# What this task involves:
Count how many lines in the dataset items contain the word "trunk", and reply with that number alone.

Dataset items
============

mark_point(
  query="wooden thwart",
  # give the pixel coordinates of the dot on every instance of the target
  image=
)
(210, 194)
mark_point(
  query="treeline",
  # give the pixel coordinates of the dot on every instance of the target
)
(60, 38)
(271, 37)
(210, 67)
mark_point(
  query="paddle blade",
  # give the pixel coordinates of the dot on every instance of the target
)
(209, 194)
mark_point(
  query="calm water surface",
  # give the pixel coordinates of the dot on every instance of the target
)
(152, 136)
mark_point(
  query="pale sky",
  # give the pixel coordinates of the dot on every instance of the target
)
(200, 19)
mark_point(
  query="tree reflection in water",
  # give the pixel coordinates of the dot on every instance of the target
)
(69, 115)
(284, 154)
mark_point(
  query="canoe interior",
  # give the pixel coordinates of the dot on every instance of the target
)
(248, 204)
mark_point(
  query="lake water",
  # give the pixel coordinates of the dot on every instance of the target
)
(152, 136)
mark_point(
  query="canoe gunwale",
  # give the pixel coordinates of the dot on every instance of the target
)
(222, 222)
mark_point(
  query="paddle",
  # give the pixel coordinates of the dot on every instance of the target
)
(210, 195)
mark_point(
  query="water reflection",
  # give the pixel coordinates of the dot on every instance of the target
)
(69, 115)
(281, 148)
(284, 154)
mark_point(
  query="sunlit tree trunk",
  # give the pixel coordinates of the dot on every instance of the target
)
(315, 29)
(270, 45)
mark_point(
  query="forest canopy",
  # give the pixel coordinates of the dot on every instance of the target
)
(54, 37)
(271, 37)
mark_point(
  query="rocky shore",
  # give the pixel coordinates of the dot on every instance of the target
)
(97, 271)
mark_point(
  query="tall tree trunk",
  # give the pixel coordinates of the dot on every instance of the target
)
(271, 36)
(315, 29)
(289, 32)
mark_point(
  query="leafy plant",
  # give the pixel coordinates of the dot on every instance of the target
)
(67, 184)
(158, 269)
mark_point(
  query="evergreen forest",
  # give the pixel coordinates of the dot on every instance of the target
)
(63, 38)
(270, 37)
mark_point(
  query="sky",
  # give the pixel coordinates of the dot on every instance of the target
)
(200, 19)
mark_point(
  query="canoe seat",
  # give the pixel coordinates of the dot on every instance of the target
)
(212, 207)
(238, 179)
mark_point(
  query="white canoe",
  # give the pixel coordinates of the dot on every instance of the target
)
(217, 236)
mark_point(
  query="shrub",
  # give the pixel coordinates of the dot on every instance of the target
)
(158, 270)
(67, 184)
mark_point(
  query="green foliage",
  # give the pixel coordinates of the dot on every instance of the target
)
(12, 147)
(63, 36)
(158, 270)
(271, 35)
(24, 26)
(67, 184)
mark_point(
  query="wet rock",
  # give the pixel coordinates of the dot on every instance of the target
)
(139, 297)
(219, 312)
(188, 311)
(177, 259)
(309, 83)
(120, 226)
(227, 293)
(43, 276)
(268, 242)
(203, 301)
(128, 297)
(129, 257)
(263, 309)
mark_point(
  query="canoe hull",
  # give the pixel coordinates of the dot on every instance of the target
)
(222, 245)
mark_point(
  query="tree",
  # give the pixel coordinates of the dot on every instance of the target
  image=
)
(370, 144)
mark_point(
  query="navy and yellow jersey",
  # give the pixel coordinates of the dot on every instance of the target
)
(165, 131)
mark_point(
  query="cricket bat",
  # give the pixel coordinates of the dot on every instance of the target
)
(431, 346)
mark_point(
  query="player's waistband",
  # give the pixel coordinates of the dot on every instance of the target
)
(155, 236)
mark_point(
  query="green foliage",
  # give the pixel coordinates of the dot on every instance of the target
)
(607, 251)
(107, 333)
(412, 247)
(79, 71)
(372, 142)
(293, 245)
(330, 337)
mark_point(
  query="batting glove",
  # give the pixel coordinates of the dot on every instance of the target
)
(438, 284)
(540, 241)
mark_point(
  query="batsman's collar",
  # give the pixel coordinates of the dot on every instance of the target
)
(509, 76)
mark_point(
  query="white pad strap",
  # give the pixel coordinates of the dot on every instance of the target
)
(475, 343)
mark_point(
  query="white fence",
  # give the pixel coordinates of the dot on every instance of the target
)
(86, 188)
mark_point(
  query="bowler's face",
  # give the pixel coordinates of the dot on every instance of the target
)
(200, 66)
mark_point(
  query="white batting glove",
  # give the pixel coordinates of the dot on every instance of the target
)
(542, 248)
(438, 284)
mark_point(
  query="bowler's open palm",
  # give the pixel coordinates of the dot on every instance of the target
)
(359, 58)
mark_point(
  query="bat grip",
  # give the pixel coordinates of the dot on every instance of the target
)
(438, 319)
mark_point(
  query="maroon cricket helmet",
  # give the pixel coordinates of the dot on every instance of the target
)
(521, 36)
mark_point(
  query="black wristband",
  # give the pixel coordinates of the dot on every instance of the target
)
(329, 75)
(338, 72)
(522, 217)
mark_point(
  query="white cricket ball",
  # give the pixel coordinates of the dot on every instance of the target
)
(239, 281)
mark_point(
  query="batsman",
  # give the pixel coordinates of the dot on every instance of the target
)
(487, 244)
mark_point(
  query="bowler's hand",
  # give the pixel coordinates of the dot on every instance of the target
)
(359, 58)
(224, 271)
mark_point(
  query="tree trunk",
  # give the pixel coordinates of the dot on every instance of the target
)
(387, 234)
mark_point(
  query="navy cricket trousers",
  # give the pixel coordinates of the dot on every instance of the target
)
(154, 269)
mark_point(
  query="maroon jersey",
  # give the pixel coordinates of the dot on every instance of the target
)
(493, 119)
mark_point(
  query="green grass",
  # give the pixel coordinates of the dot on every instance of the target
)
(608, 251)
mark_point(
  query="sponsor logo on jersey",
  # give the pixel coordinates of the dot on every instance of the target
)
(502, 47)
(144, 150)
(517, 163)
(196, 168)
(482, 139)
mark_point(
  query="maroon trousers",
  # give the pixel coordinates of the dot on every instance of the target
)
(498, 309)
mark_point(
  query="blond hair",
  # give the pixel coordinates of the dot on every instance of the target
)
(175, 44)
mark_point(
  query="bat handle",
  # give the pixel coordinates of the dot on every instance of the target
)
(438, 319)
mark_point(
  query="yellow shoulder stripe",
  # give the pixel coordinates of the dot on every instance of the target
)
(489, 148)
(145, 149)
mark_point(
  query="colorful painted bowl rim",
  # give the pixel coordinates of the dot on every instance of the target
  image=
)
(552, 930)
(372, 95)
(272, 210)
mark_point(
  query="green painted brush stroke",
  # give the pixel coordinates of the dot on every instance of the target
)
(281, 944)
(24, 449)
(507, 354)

============

# Solution for this exercise:
3